■ **EXCERPTED PASSAGE**:
········

Thursday, October 22, 2009

Re: [LINUX_Newbies] Re: Firefox problem

 

Have you considered that it is a problem with PCLOS and their implementation
of Firefox? If so, check their forums to see if it turns up there. Sometimes
these things can be resolved with an update. I would also look at your
extensions.

Roy

2009/10/22 J <dreadpiratejeff@gmail.com>

>
>
> On Thu, Oct 22, 2009 at 18:51, Gary <xheralt@yahoo.com<xheralt%40yahoo.com>>
> wrote:
> >
> >
> >
> > I don't care how much y'all hate FF3.x, reverting to FF 2.x is a security
> breach waiting to happen, and the *worst* frakking advice > to give someone.
>
> When's the last time you had a box rooted?
>
> Thought so. FWIW, I've run FF 2.x for a very long time on multiple
> machines, multiple Linux distros and with sometimes very heavy net
> usage and have never, ever had even one attempted intrusion via a FF
> exploit, such as there are. The advice is no better, nor worse right
> now, really, than suggesting someone continue to run a poorly designed
> browser that continuously suffers from memory leaks and random
> bugginess. While the chance DOES exist of finding a site that
> contains exploit code, finding one that targets a FF vulnerability AND
> has code designed to target a Linux system (as opposed to a site
> containing exploit code that affects BOTH FF and IE) is on the low end
> of the risk scale. You're far more likely to find a site containing
> code that hits an exploit that is generic and affects both FF and IE
> which targets IE systems. Mostly for the same reason that while Mac
> OSX exploits exist, you see and hear of very few real instances of
> such things being used in the wild.
>
> > As far as the memory leaks go, well, I've just learned to not leave my
> browser open overnight when I go to sleep, it's fine
> > otherwise. I tend to run into more immediate troubles dealing with
> script-heavy sites (like yahoo.com)...

········

■ **PROVIDED MATERIAL**:
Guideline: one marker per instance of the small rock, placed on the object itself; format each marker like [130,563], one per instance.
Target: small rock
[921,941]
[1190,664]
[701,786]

········

■ **EXERCISE INSTRUCTIONS**:
1. In the Firefox thread, what has Gary learned to do about the memory leaks?
2. Translate this sentence from the Firefox thread into Spanish: "Sometimes these things can be resolved with an update."

■ **PER-TASK ANSWERS**:
1. Not leave the browser open overnight when going to sleep.

2. A veces estas cosas se pueden resolver con una actualización.